>> BEGIN RAW DATA

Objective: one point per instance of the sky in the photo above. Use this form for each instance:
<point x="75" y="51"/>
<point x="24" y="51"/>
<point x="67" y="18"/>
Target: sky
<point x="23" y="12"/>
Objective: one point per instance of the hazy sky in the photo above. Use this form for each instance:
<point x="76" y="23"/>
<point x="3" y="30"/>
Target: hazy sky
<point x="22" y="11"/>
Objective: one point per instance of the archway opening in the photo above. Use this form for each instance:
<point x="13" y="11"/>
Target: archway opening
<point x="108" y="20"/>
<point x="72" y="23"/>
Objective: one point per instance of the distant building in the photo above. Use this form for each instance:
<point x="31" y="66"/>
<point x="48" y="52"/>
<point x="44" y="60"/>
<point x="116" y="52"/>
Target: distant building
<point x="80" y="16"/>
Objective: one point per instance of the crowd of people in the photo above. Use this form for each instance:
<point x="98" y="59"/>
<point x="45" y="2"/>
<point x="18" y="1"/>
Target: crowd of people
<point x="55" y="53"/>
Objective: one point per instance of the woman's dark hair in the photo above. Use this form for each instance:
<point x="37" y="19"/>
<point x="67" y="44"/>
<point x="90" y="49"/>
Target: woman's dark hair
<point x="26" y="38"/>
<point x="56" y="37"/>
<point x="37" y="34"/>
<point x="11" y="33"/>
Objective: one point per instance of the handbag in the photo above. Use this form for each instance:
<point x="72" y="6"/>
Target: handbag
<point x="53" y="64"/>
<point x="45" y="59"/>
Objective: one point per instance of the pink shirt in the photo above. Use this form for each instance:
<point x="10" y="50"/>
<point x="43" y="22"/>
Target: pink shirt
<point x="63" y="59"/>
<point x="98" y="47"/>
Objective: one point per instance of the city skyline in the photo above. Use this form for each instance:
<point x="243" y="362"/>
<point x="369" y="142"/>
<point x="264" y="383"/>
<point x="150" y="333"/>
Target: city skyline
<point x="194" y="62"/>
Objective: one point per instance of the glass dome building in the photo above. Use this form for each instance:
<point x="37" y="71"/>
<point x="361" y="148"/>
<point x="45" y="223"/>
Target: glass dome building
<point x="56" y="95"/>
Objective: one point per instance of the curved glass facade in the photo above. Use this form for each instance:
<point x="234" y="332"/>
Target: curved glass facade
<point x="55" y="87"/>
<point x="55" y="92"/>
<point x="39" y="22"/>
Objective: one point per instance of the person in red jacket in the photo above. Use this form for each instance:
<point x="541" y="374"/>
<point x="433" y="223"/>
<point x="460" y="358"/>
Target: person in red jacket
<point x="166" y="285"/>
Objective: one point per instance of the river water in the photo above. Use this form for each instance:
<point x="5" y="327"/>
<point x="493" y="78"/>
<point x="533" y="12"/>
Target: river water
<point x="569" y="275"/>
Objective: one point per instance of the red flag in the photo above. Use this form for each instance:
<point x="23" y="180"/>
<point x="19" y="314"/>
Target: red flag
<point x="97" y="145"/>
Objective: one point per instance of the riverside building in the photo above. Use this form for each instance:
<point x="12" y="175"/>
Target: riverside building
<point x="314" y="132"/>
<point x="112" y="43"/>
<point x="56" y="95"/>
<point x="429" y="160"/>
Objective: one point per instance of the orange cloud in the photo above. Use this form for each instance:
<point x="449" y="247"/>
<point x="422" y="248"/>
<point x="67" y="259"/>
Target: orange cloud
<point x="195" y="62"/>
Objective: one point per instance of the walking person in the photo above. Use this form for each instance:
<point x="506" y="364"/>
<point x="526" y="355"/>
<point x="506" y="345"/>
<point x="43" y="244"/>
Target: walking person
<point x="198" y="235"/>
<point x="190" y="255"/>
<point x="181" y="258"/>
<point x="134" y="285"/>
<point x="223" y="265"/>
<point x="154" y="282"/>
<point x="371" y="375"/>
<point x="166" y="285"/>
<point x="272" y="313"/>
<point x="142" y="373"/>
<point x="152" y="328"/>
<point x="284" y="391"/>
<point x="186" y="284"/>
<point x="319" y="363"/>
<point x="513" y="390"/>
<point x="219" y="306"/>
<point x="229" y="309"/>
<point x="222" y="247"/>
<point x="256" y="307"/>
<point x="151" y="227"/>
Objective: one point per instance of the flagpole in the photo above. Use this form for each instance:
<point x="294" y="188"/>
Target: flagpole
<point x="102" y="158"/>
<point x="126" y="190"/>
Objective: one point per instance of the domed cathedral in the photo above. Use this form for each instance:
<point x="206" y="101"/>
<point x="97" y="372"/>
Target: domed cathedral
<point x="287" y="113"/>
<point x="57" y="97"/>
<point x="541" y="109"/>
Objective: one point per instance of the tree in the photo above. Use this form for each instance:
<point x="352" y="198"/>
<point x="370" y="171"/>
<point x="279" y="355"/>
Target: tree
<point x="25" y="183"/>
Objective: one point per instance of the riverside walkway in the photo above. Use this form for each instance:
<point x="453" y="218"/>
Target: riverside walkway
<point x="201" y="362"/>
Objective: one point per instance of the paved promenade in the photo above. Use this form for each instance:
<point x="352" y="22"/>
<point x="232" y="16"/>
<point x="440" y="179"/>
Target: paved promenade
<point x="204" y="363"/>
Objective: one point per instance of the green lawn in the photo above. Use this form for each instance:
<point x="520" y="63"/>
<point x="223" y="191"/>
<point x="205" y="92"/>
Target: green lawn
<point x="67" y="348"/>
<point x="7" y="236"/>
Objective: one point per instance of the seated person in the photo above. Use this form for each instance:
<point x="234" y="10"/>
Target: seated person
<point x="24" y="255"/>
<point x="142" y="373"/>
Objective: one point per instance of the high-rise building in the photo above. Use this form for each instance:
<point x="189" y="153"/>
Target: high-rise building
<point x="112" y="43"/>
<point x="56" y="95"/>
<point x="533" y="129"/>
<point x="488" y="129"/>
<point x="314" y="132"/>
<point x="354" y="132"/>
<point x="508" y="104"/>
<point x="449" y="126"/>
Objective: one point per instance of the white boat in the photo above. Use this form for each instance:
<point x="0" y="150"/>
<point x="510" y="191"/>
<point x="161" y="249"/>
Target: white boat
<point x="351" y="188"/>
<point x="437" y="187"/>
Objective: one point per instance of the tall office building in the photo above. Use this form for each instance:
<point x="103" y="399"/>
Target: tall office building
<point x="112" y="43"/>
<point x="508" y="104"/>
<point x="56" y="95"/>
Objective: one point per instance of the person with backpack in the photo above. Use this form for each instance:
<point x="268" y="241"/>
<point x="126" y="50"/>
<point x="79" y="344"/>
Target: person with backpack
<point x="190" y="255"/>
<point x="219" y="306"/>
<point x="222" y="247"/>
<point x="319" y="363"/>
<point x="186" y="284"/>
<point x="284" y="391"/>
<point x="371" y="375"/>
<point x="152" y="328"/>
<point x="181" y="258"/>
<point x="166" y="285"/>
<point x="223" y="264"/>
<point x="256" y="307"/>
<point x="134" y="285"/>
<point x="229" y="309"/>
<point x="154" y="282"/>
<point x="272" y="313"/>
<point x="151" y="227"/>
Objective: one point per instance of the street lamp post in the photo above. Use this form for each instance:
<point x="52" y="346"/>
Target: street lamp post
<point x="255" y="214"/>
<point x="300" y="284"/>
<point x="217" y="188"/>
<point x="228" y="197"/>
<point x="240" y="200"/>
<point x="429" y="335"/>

>> END RAW DATA
>> BEGIN RAW DATA

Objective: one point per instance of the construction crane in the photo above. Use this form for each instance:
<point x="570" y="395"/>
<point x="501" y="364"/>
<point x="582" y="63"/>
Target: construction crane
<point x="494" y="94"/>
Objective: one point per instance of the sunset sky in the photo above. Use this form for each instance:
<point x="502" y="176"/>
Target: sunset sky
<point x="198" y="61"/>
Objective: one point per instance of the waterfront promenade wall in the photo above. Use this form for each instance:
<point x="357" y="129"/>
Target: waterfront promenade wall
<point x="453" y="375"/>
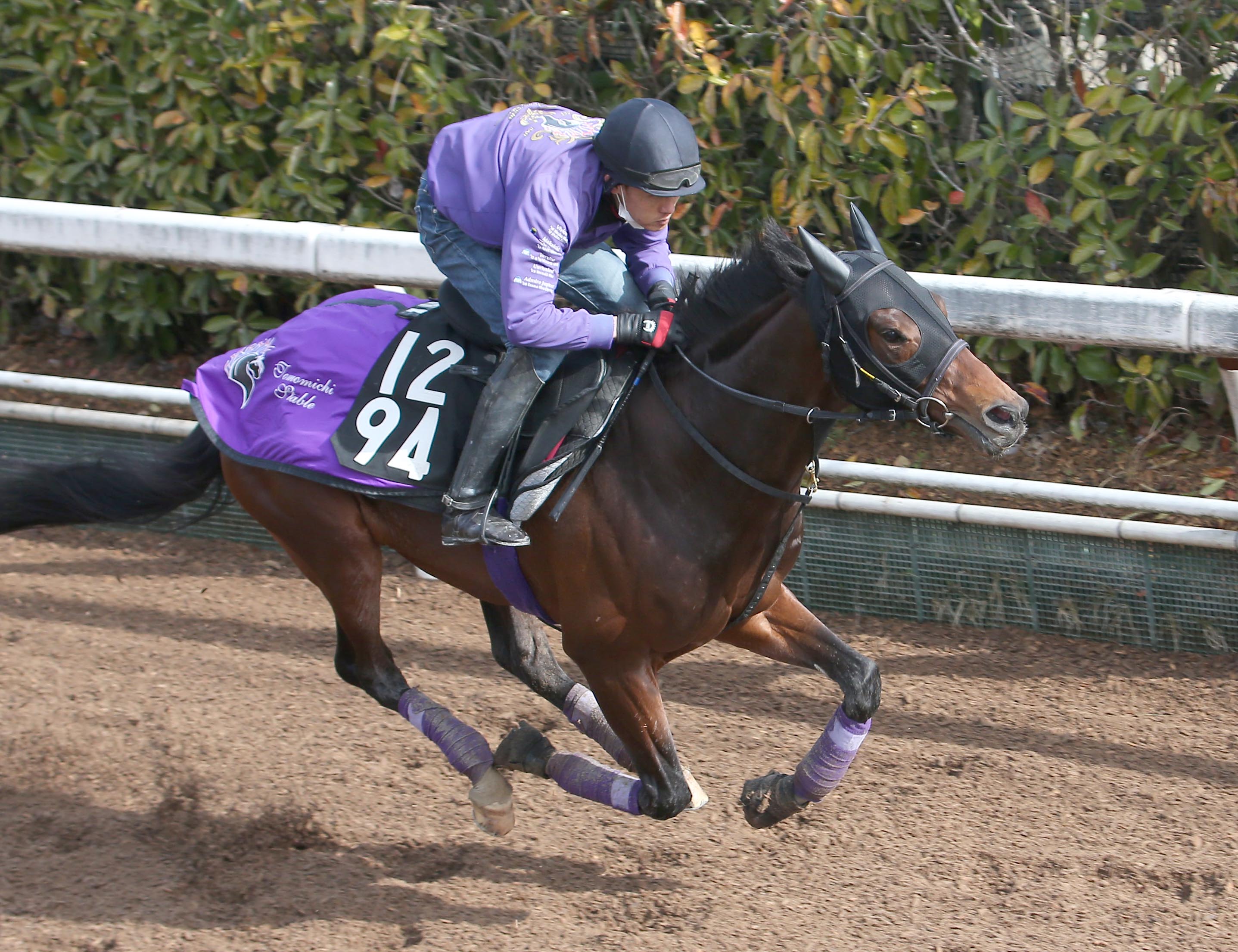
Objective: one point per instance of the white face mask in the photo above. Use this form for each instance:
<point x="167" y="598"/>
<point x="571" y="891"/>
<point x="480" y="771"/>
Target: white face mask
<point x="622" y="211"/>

>> END RAW DATA
>> BEGIN RAW DATA

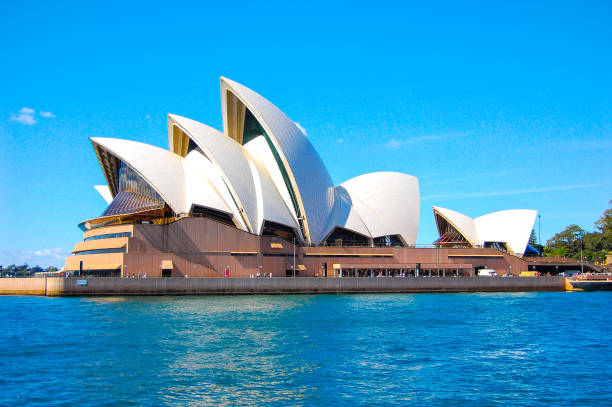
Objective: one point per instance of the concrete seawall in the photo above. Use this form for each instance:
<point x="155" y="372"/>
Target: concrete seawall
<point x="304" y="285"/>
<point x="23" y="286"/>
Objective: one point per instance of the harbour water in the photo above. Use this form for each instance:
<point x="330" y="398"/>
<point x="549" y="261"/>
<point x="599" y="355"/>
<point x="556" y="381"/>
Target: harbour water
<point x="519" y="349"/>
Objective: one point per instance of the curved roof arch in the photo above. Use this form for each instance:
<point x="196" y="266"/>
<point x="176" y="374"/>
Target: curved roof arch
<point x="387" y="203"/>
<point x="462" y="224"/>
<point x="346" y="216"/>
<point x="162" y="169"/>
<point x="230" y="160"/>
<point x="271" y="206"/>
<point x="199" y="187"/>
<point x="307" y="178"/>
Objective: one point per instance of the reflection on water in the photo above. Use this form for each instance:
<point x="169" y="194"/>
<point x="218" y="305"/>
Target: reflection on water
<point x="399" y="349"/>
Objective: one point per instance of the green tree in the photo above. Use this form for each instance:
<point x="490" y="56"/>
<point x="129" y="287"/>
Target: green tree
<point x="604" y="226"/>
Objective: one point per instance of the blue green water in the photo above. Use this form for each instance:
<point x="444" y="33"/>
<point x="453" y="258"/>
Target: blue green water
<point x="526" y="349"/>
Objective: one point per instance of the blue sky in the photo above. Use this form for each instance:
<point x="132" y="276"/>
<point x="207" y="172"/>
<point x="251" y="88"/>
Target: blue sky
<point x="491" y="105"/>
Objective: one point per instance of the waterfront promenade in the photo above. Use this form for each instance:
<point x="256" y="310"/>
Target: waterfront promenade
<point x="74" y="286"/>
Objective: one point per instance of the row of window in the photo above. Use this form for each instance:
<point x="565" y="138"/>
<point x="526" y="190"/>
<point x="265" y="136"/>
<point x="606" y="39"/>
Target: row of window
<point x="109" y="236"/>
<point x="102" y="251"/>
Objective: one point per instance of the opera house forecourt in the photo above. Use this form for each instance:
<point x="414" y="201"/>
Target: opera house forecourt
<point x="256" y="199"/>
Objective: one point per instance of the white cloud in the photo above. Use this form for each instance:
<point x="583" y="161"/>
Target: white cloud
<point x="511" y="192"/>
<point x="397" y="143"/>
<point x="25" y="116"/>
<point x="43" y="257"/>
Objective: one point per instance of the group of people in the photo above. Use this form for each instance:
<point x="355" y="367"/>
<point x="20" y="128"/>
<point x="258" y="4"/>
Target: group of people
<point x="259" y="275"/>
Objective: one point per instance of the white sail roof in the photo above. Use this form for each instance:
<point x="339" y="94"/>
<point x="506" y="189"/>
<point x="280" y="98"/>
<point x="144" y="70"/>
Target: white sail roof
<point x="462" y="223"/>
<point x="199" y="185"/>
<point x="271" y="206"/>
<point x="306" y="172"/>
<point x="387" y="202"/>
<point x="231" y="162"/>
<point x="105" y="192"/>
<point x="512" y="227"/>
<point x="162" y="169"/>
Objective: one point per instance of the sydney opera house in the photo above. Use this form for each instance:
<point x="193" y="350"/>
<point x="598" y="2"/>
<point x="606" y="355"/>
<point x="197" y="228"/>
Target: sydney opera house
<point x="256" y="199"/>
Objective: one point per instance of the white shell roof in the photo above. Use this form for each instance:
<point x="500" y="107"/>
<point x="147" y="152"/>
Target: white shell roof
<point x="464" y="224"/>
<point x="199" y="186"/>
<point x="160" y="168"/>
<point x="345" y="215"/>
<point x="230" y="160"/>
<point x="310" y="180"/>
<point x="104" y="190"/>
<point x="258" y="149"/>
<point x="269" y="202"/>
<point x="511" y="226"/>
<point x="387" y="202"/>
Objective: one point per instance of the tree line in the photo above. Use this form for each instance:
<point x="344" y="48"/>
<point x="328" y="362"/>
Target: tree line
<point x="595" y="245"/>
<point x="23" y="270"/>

>> END RAW DATA

REQUEST> Count the lines in the items above that contain the string "archway", where case counts. Reply with only the number.

CORRECT ANSWER> 2